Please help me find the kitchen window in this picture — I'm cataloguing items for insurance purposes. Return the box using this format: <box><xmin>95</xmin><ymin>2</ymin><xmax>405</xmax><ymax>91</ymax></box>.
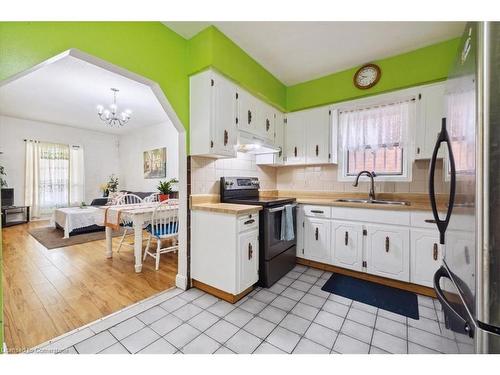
<box><xmin>339</xmin><ymin>98</ymin><xmax>416</xmax><ymax>181</ymax></box>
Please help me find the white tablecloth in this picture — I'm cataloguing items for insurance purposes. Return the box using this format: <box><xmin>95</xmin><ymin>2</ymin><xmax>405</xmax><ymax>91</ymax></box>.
<box><xmin>52</xmin><ymin>207</ymin><xmax>104</xmax><ymax>235</ymax></box>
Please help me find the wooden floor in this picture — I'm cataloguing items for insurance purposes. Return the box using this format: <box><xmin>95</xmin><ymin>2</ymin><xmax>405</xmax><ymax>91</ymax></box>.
<box><xmin>2</xmin><ymin>222</ymin><xmax>177</xmax><ymax>351</ymax></box>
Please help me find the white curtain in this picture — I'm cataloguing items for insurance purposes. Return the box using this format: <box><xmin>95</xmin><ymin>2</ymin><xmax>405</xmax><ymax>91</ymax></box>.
<box><xmin>24</xmin><ymin>140</ymin><xmax>40</xmax><ymax>217</ymax></box>
<box><xmin>446</xmin><ymin>89</ymin><xmax>476</xmax><ymax>174</ymax></box>
<box><xmin>339</xmin><ymin>100</ymin><xmax>416</xmax><ymax>151</ymax></box>
<box><xmin>38</xmin><ymin>142</ymin><xmax>69</xmax><ymax>215</ymax></box>
<box><xmin>69</xmin><ymin>146</ymin><xmax>85</xmax><ymax>205</ymax></box>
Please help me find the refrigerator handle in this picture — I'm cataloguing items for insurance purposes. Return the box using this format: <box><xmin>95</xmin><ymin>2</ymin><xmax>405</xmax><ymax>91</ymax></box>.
<box><xmin>434</xmin><ymin>266</ymin><xmax>474</xmax><ymax>337</ymax></box>
<box><xmin>429</xmin><ymin>117</ymin><xmax>456</xmax><ymax>245</ymax></box>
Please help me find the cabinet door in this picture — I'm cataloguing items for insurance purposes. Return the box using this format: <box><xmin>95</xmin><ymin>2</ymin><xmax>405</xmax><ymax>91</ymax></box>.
<box><xmin>212</xmin><ymin>75</ymin><xmax>238</xmax><ymax>157</ymax></box>
<box><xmin>304</xmin><ymin>217</ymin><xmax>331</xmax><ymax>263</ymax></box>
<box><xmin>238</xmin><ymin>90</ymin><xmax>263</xmax><ymax>136</ymax></box>
<box><xmin>297</xmin><ymin>204</ymin><xmax>305</xmax><ymax>258</ymax></box>
<box><xmin>259</xmin><ymin>102</ymin><xmax>276</xmax><ymax>142</ymax></box>
<box><xmin>366</xmin><ymin>225</ymin><xmax>410</xmax><ymax>281</ymax></box>
<box><xmin>303</xmin><ymin>107</ymin><xmax>330</xmax><ymax>164</ymax></box>
<box><xmin>415</xmin><ymin>83</ymin><xmax>445</xmax><ymax>160</ymax></box>
<box><xmin>237</xmin><ymin>231</ymin><xmax>259</xmax><ymax>293</ymax></box>
<box><xmin>332</xmin><ymin>220</ymin><xmax>363</xmax><ymax>271</ymax></box>
<box><xmin>285</xmin><ymin>111</ymin><xmax>306</xmax><ymax>165</ymax></box>
<box><xmin>410</xmin><ymin>229</ymin><xmax>442</xmax><ymax>288</ymax></box>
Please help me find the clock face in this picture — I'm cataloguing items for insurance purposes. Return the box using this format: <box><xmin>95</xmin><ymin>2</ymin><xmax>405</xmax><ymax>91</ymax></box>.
<box><xmin>354</xmin><ymin>64</ymin><xmax>380</xmax><ymax>89</ymax></box>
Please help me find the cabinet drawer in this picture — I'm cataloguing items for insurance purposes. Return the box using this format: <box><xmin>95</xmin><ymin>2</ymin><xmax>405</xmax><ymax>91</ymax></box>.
<box><xmin>238</xmin><ymin>214</ymin><xmax>259</xmax><ymax>233</ymax></box>
<box><xmin>304</xmin><ymin>204</ymin><xmax>332</xmax><ymax>219</ymax></box>
<box><xmin>410</xmin><ymin>211</ymin><xmax>446</xmax><ymax>232</ymax></box>
<box><xmin>332</xmin><ymin>207</ymin><xmax>410</xmax><ymax>225</ymax></box>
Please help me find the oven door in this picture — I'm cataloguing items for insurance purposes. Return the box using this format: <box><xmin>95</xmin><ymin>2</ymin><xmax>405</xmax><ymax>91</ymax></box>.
<box><xmin>261</xmin><ymin>204</ymin><xmax>297</xmax><ymax>260</ymax></box>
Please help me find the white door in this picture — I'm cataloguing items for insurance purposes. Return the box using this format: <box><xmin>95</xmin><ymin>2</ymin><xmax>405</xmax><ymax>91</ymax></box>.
<box><xmin>212</xmin><ymin>75</ymin><xmax>238</xmax><ymax>157</ymax></box>
<box><xmin>274</xmin><ymin>111</ymin><xmax>285</xmax><ymax>165</ymax></box>
<box><xmin>258</xmin><ymin>101</ymin><xmax>276</xmax><ymax>142</ymax></box>
<box><xmin>238</xmin><ymin>231</ymin><xmax>259</xmax><ymax>293</ymax></box>
<box><xmin>332</xmin><ymin>220</ymin><xmax>363</xmax><ymax>271</ymax></box>
<box><xmin>304</xmin><ymin>217</ymin><xmax>331</xmax><ymax>263</ymax></box>
<box><xmin>303</xmin><ymin>107</ymin><xmax>330</xmax><ymax>164</ymax></box>
<box><xmin>410</xmin><ymin>229</ymin><xmax>442</xmax><ymax>288</ymax></box>
<box><xmin>297</xmin><ymin>204</ymin><xmax>305</xmax><ymax>258</ymax></box>
<box><xmin>237</xmin><ymin>89</ymin><xmax>263</xmax><ymax>136</ymax></box>
<box><xmin>285</xmin><ymin>111</ymin><xmax>306</xmax><ymax>165</ymax></box>
<box><xmin>366</xmin><ymin>225</ymin><xmax>410</xmax><ymax>281</ymax></box>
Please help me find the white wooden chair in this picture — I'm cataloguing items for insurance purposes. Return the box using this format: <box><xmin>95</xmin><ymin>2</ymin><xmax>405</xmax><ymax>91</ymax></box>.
<box><xmin>143</xmin><ymin>201</ymin><xmax>179</xmax><ymax>271</ymax></box>
<box><xmin>116</xmin><ymin>194</ymin><xmax>143</xmax><ymax>253</ymax></box>
<box><xmin>144</xmin><ymin>193</ymin><xmax>160</xmax><ymax>203</ymax></box>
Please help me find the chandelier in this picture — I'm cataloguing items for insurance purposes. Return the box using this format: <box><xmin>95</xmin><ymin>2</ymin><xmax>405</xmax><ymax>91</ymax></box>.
<box><xmin>97</xmin><ymin>88</ymin><xmax>132</xmax><ymax>127</ymax></box>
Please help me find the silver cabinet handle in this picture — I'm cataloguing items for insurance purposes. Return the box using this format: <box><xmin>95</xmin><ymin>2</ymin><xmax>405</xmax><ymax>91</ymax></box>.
<box><xmin>269</xmin><ymin>204</ymin><xmax>297</xmax><ymax>212</ymax></box>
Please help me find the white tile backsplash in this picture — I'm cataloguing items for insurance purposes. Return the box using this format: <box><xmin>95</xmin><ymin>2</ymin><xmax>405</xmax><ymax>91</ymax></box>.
<box><xmin>276</xmin><ymin>160</ymin><xmax>447</xmax><ymax>193</ymax></box>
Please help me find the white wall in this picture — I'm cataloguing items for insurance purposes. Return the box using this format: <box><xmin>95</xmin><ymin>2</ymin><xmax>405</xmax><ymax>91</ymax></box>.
<box><xmin>119</xmin><ymin>122</ymin><xmax>179</xmax><ymax>192</ymax></box>
<box><xmin>0</xmin><ymin>116</ymin><xmax>120</xmax><ymax>205</ymax></box>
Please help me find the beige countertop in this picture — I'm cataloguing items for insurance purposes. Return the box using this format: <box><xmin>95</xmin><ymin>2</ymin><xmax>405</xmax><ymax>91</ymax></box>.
<box><xmin>191</xmin><ymin>203</ymin><xmax>262</xmax><ymax>215</ymax></box>
<box><xmin>297</xmin><ymin>198</ymin><xmax>432</xmax><ymax>211</ymax></box>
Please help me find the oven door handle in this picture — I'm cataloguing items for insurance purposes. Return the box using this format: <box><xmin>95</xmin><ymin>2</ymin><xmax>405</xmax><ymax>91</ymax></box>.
<box><xmin>269</xmin><ymin>204</ymin><xmax>297</xmax><ymax>213</ymax></box>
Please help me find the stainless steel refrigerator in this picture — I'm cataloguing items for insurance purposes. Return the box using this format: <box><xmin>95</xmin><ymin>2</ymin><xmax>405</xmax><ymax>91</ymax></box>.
<box><xmin>429</xmin><ymin>22</ymin><xmax>500</xmax><ymax>353</ymax></box>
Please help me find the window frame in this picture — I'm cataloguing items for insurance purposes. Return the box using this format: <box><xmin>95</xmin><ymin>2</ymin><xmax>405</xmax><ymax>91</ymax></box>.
<box><xmin>332</xmin><ymin>92</ymin><xmax>420</xmax><ymax>182</ymax></box>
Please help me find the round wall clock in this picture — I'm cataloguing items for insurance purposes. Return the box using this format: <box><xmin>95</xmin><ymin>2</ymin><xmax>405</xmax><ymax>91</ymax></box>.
<box><xmin>353</xmin><ymin>64</ymin><xmax>382</xmax><ymax>90</ymax></box>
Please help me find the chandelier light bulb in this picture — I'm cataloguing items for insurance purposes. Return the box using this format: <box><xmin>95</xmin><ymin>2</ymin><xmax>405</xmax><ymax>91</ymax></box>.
<box><xmin>97</xmin><ymin>88</ymin><xmax>132</xmax><ymax>127</ymax></box>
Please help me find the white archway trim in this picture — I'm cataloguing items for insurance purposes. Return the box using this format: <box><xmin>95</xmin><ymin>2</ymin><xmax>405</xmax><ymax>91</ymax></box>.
<box><xmin>0</xmin><ymin>48</ymin><xmax>188</xmax><ymax>289</ymax></box>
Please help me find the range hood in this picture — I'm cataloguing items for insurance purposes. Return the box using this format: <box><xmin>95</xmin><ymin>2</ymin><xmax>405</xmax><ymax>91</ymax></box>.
<box><xmin>236</xmin><ymin>130</ymin><xmax>280</xmax><ymax>155</ymax></box>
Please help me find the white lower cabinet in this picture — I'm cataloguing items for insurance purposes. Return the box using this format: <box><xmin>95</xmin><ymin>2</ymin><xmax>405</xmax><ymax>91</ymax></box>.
<box><xmin>237</xmin><ymin>230</ymin><xmax>259</xmax><ymax>290</ymax></box>
<box><xmin>410</xmin><ymin>229</ymin><xmax>443</xmax><ymax>287</ymax></box>
<box><xmin>304</xmin><ymin>217</ymin><xmax>331</xmax><ymax>263</ymax></box>
<box><xmin>366</xmin><ymin>225</ymin><xmax>410</xmax><ymax>281</ymax></box>
<box><xmin>331</xmin><ymin>220</ymin><xmax>363</xmax><ymax>271</ymax></box>
<box><xmin>191</xmin><ymin>210</ymin><xmax>259</xmax><ymax>296</ymax></box>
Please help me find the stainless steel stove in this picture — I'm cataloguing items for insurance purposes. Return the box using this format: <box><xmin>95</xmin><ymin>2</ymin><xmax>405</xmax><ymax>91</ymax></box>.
<box><xmin>220</xmin><ymin>177</ymin><xmax>297</xmax><ymax>288</ymax></box>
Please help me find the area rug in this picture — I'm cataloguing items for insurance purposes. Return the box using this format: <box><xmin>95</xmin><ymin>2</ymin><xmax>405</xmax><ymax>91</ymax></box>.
<box><xmin>29</xmin><ymin>227</ymin><xmax>123</xmax><ymax>250</ymax></box>
<box><xmin>321</xmin><ymin>273</ymin><xmax>419</xmax><ymax>319</ymax></box>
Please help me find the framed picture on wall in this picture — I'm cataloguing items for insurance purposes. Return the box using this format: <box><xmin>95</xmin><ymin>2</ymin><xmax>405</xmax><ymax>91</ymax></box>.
<box><xmin>144</xmin><ymin>147</ymin><xmax>167</xmax><ymax>179</ymax></box>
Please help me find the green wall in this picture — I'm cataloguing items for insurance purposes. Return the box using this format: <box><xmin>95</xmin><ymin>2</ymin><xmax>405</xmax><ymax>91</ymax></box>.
<box><xmin>286</xmin><ymin>38</ymin><xmax>460</xmax><ymax>111</ymax></box>
<box><xmin>188</xmin><ymin>26</ymin><xmax>286</xmax><ymax>110</ymax></box>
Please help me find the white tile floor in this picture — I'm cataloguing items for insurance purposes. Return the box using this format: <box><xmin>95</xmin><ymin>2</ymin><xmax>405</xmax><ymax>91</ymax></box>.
<box><xmin>33</xmin><ymin>265</ymin><xmax>471</xmax><ymax>354</ymax></box>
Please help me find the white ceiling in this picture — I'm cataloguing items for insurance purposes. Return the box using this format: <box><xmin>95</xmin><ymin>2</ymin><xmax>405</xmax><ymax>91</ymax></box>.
<box><xmin>164</xmin><ymin>21</ymin><xmax>465</xmax><ymax>85</ymax></box>
<box><xmin>0</xmin><ymin>56</ymin><xmax>170</xmax><ymax>134</ymax></box>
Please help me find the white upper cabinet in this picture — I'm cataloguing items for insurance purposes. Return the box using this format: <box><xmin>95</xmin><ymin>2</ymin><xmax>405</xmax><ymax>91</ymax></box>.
<box><xmin>415</xmin><ymin>83</ymin><xmax>445</xmax><ymax>160</ymax></box>
<box><xmin>285</xmin><ymin>111</ymin><xmax>306</xmax><ymax>165</ymax></box>
<box><xmin>255</xmin><ymin>108</ymin><xmax>285</xmax><ymax>167</ymax></box>
<box><xmin>237</xmin><ymin>88</ymin><xmax>264</xmax><ymax>136</ymax></box>
<box><xmin>258</xmin><ymin>102</ymin><xmax>276</xmax><ymax>142</ymax></box>
<box><xmin>189</xmin><ymin>70</ymin><xmax>238</xmax><ymax>158</ymax></box>
<box><xmin>304</xmin><ymin>107</ymin><xmax>331</xmax><ymax>164</ymax></box>
<box><xmin>285</xmin><ymin>107</ymin><xmax>337</xmax><ymax>165</ymax></box>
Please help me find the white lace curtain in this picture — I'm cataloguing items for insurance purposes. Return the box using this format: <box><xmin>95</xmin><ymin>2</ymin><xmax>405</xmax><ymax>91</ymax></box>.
<box><xmin>446</xmin><ymin>89</ymin><xmax>476</xmax><ymax>173</ymax></box>
<box><xmin>339</xmin><ymin>100</ymin><xmax>415</xmax><ymax>151</ymax></box>
<box><xmin>24</xmin><ymin>140</ymin><xmax>84</xmax><ymax>217</ymax></box>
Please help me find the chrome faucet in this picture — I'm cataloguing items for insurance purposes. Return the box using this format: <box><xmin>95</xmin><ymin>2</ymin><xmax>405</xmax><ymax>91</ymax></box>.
<box><xmin>352</xmin><ymin>171</ymin><xmax>377</xmax><ymax>201</ymax></box>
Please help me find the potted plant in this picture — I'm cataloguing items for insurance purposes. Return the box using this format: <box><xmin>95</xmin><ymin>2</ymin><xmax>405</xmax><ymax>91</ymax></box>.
<box><xmin>158</xmin><ymin>178</ymin><xmax>179</xmax><ymax>202</ymax></box>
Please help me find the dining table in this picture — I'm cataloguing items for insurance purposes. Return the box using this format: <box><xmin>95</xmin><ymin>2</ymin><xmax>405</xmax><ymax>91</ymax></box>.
<box><xmin>104</xmin><ymin>202</ymin><xmax>179</xmax><ymax>273</ymax></box>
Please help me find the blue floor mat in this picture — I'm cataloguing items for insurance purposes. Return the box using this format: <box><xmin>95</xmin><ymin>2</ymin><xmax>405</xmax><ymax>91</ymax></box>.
<box><xmin>321</xmin><ymin>273</ymin><xmax>419</xmax><ymax>319</ymax></box>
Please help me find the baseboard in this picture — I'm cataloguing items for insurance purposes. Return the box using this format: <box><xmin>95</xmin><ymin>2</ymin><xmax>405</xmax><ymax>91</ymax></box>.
<box><xmin>191</xmin><ymin>279</ymin><xmax>253</xmax><ymax>303</ymax></box>
<box><xmin>175</xmin><ymin>273</ymin><xmax>188</xmax><ymax>290</ymax></box>
<box><xmin>297</xmin><ymin>258</ymin><xmax>436</xmax><ymax>298</ymax></box>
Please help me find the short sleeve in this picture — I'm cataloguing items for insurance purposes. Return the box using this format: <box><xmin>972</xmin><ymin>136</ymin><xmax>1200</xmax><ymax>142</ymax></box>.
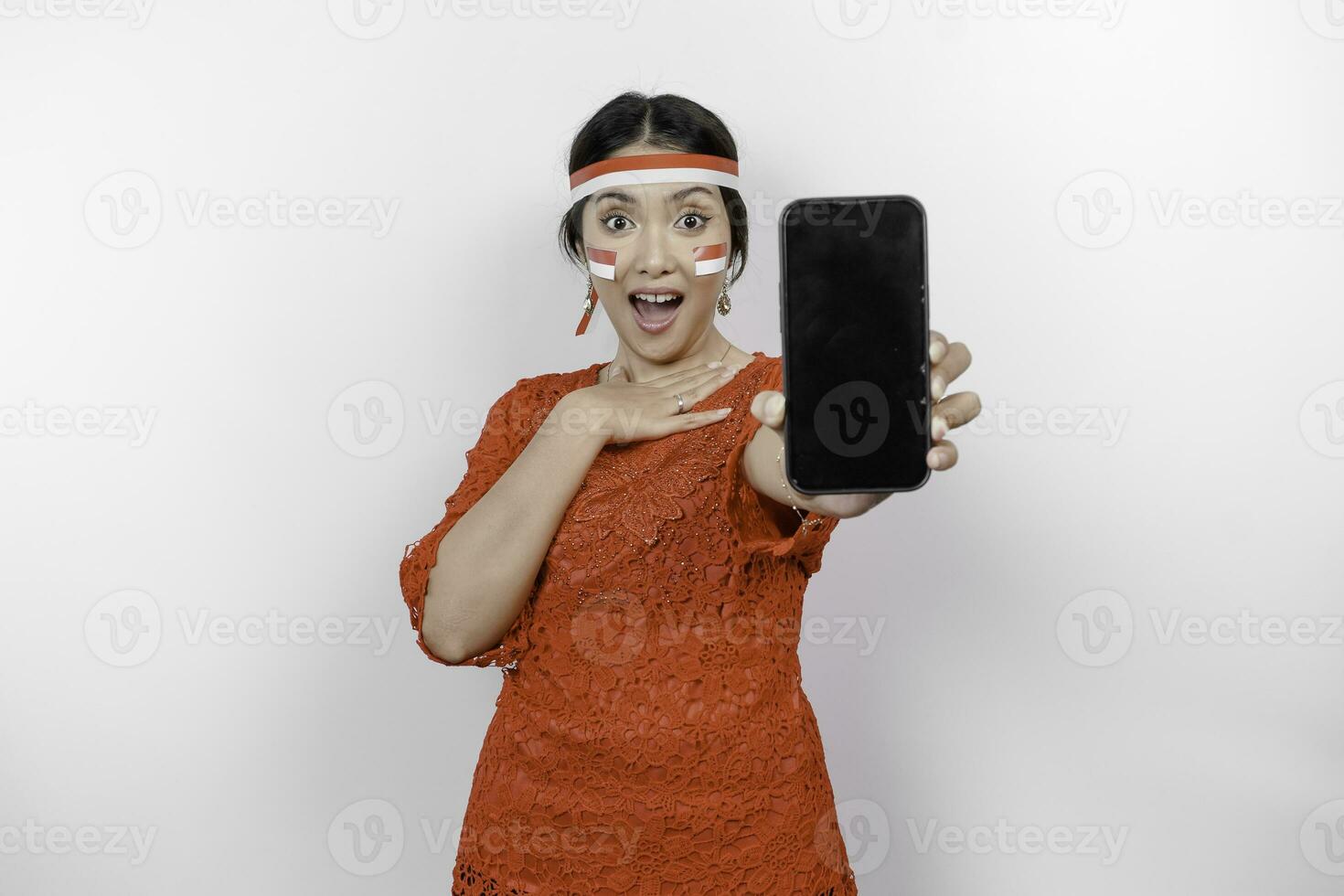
<box><xmin>723</xmin><ymin>357</ymin><xmax>840</xmax><ymax>576</ymax></box>
<box><xmin>400</xmin><ymin>379</ymin><xmax>534</xmax><ymax>667</ymax></box>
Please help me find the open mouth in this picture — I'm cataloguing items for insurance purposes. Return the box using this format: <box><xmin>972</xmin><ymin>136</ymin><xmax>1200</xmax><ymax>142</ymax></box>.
<box><xmin>629</xmin><ymin>293</ymin><xmax>683</xmax><ymax>333</ymax></box>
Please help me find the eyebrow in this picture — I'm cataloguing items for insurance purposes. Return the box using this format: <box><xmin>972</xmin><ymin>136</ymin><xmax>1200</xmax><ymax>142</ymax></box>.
<box><xmin>592</xmin><ymin>186</ymin><xmax>714</xmax><ymax>206</ymax></box>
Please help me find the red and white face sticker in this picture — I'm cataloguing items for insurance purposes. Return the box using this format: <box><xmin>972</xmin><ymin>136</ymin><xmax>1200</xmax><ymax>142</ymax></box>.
<box><xmin>691</xmin><ymin>243</ymin><xmax>729</xmax><ymax>277</ymax></box>
<box><xmin>587</xmin><ymin>246</ymin><xmax>615</xmax><ymax>280</ymax></box>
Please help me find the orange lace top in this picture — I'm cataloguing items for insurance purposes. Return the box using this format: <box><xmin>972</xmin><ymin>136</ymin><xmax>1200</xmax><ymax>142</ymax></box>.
<box><xmin>400</xmin><ymin>352</ymin><xmax>858</xmax><ymax>896</ymax></box>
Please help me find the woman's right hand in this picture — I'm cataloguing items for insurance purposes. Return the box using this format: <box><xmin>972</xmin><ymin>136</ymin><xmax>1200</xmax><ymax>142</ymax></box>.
<box><xmin>552</xmin><ymin>361</ymin><xmax>741</xmax><ymax>444</ymax></box>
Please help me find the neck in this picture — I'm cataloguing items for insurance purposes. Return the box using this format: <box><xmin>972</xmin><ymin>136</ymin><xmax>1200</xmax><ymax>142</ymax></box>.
<box><xmin>603</xmin><ymin>330</ymin><xmax>734</xmax><ymax>383</ymax></box>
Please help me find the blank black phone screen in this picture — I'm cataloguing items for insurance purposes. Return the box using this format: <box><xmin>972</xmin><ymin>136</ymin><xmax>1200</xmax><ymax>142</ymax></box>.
<box><xmin>780</xmin><ymin>197</ymin><xmax>930</xmax><ymax>495</ymax></box>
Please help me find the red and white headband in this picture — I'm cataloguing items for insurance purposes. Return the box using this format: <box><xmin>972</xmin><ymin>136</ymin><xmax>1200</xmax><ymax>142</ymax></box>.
<box><xmin>570</xmin><ymin>152</ymin><xmax>738</xmax><ymax>336</ymax></box>
<box><xmin>570</xmin><ymin>152</ymin><xmax>738</xmax><ymax>204</ymax></box>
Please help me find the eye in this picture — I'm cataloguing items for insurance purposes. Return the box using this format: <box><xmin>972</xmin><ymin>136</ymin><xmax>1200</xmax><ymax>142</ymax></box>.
<box><xmin>677</xmin><ymin>211</ymin><xmax>709</xmax><ymax>229</ymax></box>
<box><xmin>598</xmin><ymin>211</ymin><xmax>635</xmax><ymax>232</ymax></box>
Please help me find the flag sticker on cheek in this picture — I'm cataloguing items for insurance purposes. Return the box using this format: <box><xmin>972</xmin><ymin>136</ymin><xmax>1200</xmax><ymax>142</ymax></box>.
<box><xmin>587</xmin><ymin>246</ymin><xmax>615</xmax><ymax>280</ymax></box>
<box><xmin>691</xmin><ymin>243</ymin><xmax>729</xmax><ymax>277</ymax></box>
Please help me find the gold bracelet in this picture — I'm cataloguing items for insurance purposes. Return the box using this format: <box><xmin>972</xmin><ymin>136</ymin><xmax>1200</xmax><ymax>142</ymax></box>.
<box><xmin>774</xmin><ymin>444</ymin><xmax>824</xmax><ymax>529</ymax></box>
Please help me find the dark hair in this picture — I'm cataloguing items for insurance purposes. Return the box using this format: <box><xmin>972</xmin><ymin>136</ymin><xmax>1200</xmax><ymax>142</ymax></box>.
<box><xmin>560</xmin><ymin>90</ymin><xmax>747</xmax><ymax>283</ymax></box>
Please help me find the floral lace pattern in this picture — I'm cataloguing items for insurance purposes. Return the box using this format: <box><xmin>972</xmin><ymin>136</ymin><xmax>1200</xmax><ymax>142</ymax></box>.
<box><xmin>400</xmin><ymin>352</ymin><xmax>858</xmax><ymax>896</ymax></box>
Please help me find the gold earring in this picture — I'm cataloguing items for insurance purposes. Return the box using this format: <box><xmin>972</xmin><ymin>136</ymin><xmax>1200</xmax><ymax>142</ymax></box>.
<box><xmin>718</xmin><ymin>277</ymin><xmax>732</xmax><ymax>317</ymax></box>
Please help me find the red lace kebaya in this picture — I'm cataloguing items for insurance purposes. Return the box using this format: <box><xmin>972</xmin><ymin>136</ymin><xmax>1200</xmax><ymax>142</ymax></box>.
<box><xmin>400</xmin><ymin>352</ymin><xmax>858</xmax><ymax>896</ymax></box>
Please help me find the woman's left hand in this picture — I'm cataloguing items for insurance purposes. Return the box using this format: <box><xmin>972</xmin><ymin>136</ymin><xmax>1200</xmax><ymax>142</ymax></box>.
<box><xmin>926</xmin><ymin>330</ymin><xmax>980</xmax><ymax>470</ymax></box>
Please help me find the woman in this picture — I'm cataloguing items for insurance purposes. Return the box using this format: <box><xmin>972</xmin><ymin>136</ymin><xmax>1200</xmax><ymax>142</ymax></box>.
<box><xmin>400</xmin><ymin>92</ymin><xmax>978</xmax><ymax>896</ymax></box>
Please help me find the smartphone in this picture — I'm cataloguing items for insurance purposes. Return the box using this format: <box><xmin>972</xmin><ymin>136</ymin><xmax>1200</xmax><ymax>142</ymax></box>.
<box><xmin>780</xmin><ymin>197</ymin><xmax>932</xmax><ymax>495</ymax></box>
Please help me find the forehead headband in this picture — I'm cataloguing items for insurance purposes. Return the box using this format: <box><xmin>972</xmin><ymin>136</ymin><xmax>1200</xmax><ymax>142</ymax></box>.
<box><xmin>570</xmin><ymin>152</ymin><xmax>738</xmax><ymax>204</ymax></box>
<box><xmin>570</xmin><ymin>152</ymin><xmax>738</xmax><ymax>336</ymax></box>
================================
• [PROBLEM DESCRIPTION]
Locate each row above that includes the word "floor" and copy it in full.

• [WRITTEN ANSWER]
Please help me find the wooden floor in this picture — I'm cataloguing items for insurance purposes. Return the box using this format: <box><xmin>95</xmin><ymin>2</ymin><xmax>405</xmax><ymax>91</ymax></box>.
Please help me find the white tile floor in this picture — I'm cataloguing items for insurance purposes. Return the box using this format: <box><xmin>95</xmin><ymin>2</ymin><xmax>405</xmax><ymax>91</ymax></box>.
Please help me find the blue floor mat in this picture — I'm cataloguing items for insurance purposes. Return the box using this format: <box><xmin>95</xmin><ymin>2</ymin><xmax>405</xmax><ymax>91</ymax></box>.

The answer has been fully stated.